Excerpt:
○ ○ ○ ○ ○

This is probably the biggest difference. If you have appropriately vectorized code in MATLAB/Python/R, the performance difference from Julia isn’t actually too big. There’s still a difference because vectorization is particularly wasteful with memory and isn’t actually optimal in most cases, but it’s within an order of magnitude. However, you are required to program in a specific way in these other languages to get here, and if you’re doing anything more than scripting you’ve probably found that this doesn’t scale because, well, sometimes code gets mangled when you force vectorization!

## There is Beauty in Using the Full Language

Sure, Python isn’t too bad if for performance you stick to arrays of 64-bit numbers as allowed in NumPy arrays, and you use pre-written functions (C-bindings) in SciPy. But what if you really want to create your own numbers as some object, and you want to build data structures using objects in order to more easily scale your software? This is where this setup begins to take its toll. When saying that a small part of the language is required to be used in order to get good performance, you get pidgeon-holed away from the most intuitive code and have to move towards big arrays of numbers. Instead of “naming” separate arrays, items are thrown into matrices with comments says “1:3 is chemical A, 4:7 is chemical B, …”, which I did not find scales very well.

But in Julia, using types is actually performant. Structs in Julia are value-types, which means that they create structures which inline the type-values instead of using indirection via pointers. This means that a Complex{Float64}, which is a struct of two values (the real and imaginary parts), is in memory as a 128-bit chunk with two numbers. This is as performant as if you implemented some kind of intrinsic type in C. You can use this without worry. And mutable structs, while including pointers, are much more performant than objects in most scripting languages because functions auto-specialize on them. The result is that you can make use of all of the language when building software that needs to be performant, once again making it easier to scale projects.

○ ○ ○ ○ ○

Dataset entries:
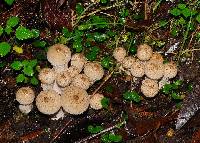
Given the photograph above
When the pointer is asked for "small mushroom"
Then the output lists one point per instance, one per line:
(82, 81)
(149, 87)
(170, 70)
(144, 52)
(137, 69)
(154, 70)
(74, 100)
(119, 54)
(95, 101)
(94, 71)
(48, 102)
(25, 95)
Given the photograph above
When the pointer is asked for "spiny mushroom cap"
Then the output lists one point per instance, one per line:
(119, 54)
(47, 76)
(82, 81)
(25, 95)
(154, 70)
(137, 69)
(63, 79)
(58, 54)
(144, 52)
(74, 100)
(157, 57)
(95, 101)
(149, 87)
(128, 62)
(78, 60)
(170, 70)
(94, 71)
(48, 102)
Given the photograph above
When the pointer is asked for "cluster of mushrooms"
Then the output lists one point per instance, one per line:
(146, 63)
(65, 85)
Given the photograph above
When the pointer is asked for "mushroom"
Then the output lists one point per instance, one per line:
(137, 69)
(82, 81)
(95, 101)
(170, 70)
(154, 70)
(144, 52)
(59, 55)
(119, 54)
(74, 100)
(78, 60)
(128, 62)
(25, 95)
(63, 79)
(48, 102)
(94, 71)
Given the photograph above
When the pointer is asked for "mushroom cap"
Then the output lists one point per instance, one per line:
(25, 95)
(95, 101)
(78, 60)
(47, 76)
(82, 81)
(48, 102)
(144, 52)
(154, 70)
(137, 69)
(170, 70)
(128, 62)
(58, 54)
(74, 100)
(119, 54)
(157, 57)
(63, 79)
(149, 87)
(94, 71)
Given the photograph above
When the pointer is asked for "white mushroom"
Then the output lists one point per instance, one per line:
(95, 101)
(74, 100)
(119, 54)
(94, 71)
(144, 52)
(82, 81)
(149, 87)
(48, 102)
(25, 95)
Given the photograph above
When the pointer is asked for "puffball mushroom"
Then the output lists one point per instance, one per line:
(137, 69)
(78, 60)
(74, 100)
(149, 87)
(59, 55)
(47, 76)
(48, 102)
(144, 52)
(95, 101)
(119, 54)
(170, 70)
(82, 81)
(25, 95)
(128, 62)
(154, 70)
(63, 79)
(94, 71)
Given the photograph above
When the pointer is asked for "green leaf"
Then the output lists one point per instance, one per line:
(23, 33)
(105, 102)
(4, 48)
(16, 65)
(12, 21)
(175, 12)
(9, 2)
(20, 78)
(132, 96)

○ ○ ○ ○ ○

Answer these questions about the Julia excerpt:
1. How close does appropriately vectorized MATLAB/Python/R code come to Julia's performance?
2. What comment does the excerpt give as an example when items are thrown into matrices instead of named arrays?
3. How is a Complex{Float64} stored in memory?

1. Within an order of magnitude.
2. "1:3 is chemical A, 4:7 is chemical B, …"
3. As a 128-bit chunk with two numbers, the real and imaginary parts.